Extrait du document:
◆ ◆ ◆ ◆ ◆

Trois semaines folles!
Quand j’ai débarqué à l’aéroport de Boston, mille pensées
me traversaient l’esprit, il y avait tant de choses à
raconter, tellement de petits détails qui avaient de
l’importance à ce moment. Mais aujourd’hui, en
m’installant devant mon ordinateur pour vous écrire cette
chronique, que tout cela me paraît dérisoire, à la
lumière des événements récents.
Mais puisque j’ai le temps, puisque chacun de ces
moments a été si fort pour moi, je ne vais pas que parler
des attentats terroristes, mais commencer par le
commencement, mes premiers jours, et puis ensuite, le
choc et l’horreur de ce qui s’est passé dans le climat de
bonheur et d’excitation qui régnait dans ma vie.
Les premiers jours, découverte et installation…
Dans l’avion, en quittant la France, à la lumière
d’un lever de soleil sur les Alpes comme j’en ai rarement
vu (d’accord, j’en vois rarement !), je me disais que
oui, la France allait me manquer terriblement. Mais
j’avais à peine débarqué dans le tourbillon de l’aéroport
de Boston que je me suis prise au jeu : cette animation
incessante, ce ballet de bus énormes, de limousines et de
taxis étaient si étourdissants et si américains à la fois.
Bref, après un week-end de bonheur au bord de
l’océan, me voilà repartie, avec mes 60 kgs de sacs et
mon chat dans un nouveau bus, direction Providence.
Quelle petite ville superbe : un festival de petites
maisons anciennes, coquettes et colorées !
Mais l’heure n’était pas au tourisme : dès le lendemain,
nous voilà (deux autres français et moi) en train de
courir de réunion du département en démarches pratiques,
et aux heures perdues nous visitons tous les appartements
disponibles. Le défi de la semaine : tenir le rythme,
trouver un appartement joli, pas trop cher et bien situé,
de préférence en colocation avec des Américains,
autrement dit cette semaine-là fut une vraie course
contre la montre, qui s’est soldée par un appartement en
plain centre, avec un Indien et un Français, et une vie
déjà bien organisée. Mais aussi un retard de sommeil
hallucinant !
Mais qu’est-ce que cette semaine valait la peine
d’être vécue !
Premiers cours, premiers contacts.
Mercredi 4 septembre, moins de 2 semaines après
mon arrivée, ce moment empreint d’inquiétude et
d’impatience arrive enfin : je rencontre mes classes.

◆ ◆ ◆ ◆ ◆

(Lignes d'identification de position)
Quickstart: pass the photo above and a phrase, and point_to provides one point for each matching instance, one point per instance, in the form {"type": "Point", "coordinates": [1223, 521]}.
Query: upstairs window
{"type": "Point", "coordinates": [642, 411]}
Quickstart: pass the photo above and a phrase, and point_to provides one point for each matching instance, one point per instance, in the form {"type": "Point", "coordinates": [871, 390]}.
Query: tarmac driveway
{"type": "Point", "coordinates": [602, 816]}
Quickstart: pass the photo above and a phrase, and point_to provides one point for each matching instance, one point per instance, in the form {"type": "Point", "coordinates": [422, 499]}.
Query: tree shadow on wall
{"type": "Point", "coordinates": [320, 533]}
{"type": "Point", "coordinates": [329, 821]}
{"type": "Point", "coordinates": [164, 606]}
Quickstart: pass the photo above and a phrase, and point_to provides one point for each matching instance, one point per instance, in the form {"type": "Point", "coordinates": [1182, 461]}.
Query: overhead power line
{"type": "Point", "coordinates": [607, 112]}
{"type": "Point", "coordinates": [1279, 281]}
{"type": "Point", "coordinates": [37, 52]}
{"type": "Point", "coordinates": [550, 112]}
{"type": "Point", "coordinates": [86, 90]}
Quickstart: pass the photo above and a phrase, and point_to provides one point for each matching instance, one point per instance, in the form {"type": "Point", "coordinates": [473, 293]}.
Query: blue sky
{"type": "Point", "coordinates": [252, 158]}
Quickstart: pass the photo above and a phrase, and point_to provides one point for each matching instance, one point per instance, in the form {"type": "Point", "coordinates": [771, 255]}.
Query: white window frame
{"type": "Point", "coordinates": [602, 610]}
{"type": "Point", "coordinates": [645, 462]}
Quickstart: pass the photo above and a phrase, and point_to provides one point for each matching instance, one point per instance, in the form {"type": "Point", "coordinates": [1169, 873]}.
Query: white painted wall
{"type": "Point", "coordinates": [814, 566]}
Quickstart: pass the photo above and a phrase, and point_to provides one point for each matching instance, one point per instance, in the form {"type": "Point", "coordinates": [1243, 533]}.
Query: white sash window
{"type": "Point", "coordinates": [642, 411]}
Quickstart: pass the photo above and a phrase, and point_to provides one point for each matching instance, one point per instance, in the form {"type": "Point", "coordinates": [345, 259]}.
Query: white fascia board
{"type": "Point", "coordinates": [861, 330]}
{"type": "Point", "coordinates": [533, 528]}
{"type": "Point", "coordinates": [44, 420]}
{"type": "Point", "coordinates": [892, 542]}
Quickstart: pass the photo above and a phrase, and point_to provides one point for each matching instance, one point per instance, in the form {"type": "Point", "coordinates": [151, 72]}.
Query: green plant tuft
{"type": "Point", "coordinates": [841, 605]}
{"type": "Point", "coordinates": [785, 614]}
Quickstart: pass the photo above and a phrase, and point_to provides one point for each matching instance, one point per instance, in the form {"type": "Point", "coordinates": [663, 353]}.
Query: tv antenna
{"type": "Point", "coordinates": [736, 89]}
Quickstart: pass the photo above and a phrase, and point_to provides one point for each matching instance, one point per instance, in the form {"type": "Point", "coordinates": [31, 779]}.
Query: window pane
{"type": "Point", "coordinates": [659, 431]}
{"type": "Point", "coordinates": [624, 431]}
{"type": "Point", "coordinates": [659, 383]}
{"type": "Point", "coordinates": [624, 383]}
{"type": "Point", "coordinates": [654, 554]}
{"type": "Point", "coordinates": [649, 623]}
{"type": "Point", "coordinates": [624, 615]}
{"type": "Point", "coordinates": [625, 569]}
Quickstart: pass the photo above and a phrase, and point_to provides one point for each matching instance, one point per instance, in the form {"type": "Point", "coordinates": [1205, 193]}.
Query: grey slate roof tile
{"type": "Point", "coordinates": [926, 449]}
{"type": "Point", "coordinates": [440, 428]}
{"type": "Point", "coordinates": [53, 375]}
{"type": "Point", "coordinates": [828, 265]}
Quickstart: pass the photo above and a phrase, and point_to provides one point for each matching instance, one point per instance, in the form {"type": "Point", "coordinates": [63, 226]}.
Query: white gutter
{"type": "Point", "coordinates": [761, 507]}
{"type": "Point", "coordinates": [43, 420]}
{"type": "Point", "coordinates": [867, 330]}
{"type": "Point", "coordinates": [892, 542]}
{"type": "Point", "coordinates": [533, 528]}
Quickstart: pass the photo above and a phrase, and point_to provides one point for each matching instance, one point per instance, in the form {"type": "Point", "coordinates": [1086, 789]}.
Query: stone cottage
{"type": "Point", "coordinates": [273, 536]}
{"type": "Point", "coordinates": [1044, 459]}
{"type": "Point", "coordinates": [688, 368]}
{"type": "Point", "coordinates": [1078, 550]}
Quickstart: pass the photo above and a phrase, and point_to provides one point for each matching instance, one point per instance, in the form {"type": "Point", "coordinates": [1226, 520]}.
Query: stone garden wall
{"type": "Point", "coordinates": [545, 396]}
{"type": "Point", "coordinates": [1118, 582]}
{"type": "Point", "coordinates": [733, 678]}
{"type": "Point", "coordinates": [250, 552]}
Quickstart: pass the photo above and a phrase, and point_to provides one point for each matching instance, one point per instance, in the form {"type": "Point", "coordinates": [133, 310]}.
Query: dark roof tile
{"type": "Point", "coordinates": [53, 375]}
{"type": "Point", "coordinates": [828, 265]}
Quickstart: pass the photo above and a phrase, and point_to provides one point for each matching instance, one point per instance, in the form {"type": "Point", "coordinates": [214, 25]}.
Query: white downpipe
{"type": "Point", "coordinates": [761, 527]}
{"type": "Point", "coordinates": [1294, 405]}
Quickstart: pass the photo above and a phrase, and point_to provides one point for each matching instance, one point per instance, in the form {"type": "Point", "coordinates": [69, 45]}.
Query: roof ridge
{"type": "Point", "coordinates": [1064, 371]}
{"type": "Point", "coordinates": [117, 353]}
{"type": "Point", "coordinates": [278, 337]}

◆ ◆ ◆ ◆ ◆

Consigne de travail: Donnez la suite de la chronique sur les débuts à Providence, en reprenant juste après sa dernière phrase.

Réponse rédigée:
C’est un moment assez incroyable : se retrouver en face
de 20 jeunes Américains à peine plus jeune que soi, et de
subitement être leur prof, de se retrouver d’un seul coup
au devant de la scène, responsable de ce groupe et de
l’ambiance dans la salle. Mais une fois de plus tout
s’est bien passé, après quelques mots, quelques sourires
et quelques jours d’adaptation le groupe s’est formé, et
désormais je vais donner mes cours, impatiente de voir où
la classe va aboutir. Que ce soit des discussions ou des
activités plus ludiques, chaque classe est une
découverte, un partage où chacun apporte un peu de soi.
En peu de mots : je m’éclate.
Mais si nous sommes déjà un groupe aussi soudé,
c’est peut-être aussi en raison des événements récents.
Le choc et la souffrance des Américains
Ecrire en quelques lignes, résumer l’émotion et la
douleur de ces derniers jours paraît une mission
impossible. En l’espace de quelques instants la vie s’est
arrêtée ici, comme partout ailleurs dans le pays. C’était
pourtant une journée superbe, un de ces derniers jours
d’été où on se lève le sourire aux lèvres. Mais voilà,
pendant que j’écrivais des mails pour raconter cela,
quelqu’un est arrivé comme une bombe dans mon bureau et
m’a raconté ce qui s’était passé. De tout mardi, personne
ici n’a pu détacher son regard des images qui défilaient
à la télé, si ce n’est pour appeler, en tremblant
d’émotion, ceux qui pouvaient être directement atteint.
Et partout dans Providence, on a assisté à des scènes
terribles et magnifiques, de gens s’étreignant dans la
rue, de larmes silencieuses ou de sanglots
incontrôlables. Et en même temps tout le monde
s’organisait, prenait en main des actions d’aide, de
soutien aux étudiants touchés personnellement, de
discussion. Brown s’est révélée être comme une famille où
personne ne pouvait rester seul, isolé dans sa douleur.
Quelle solidarité !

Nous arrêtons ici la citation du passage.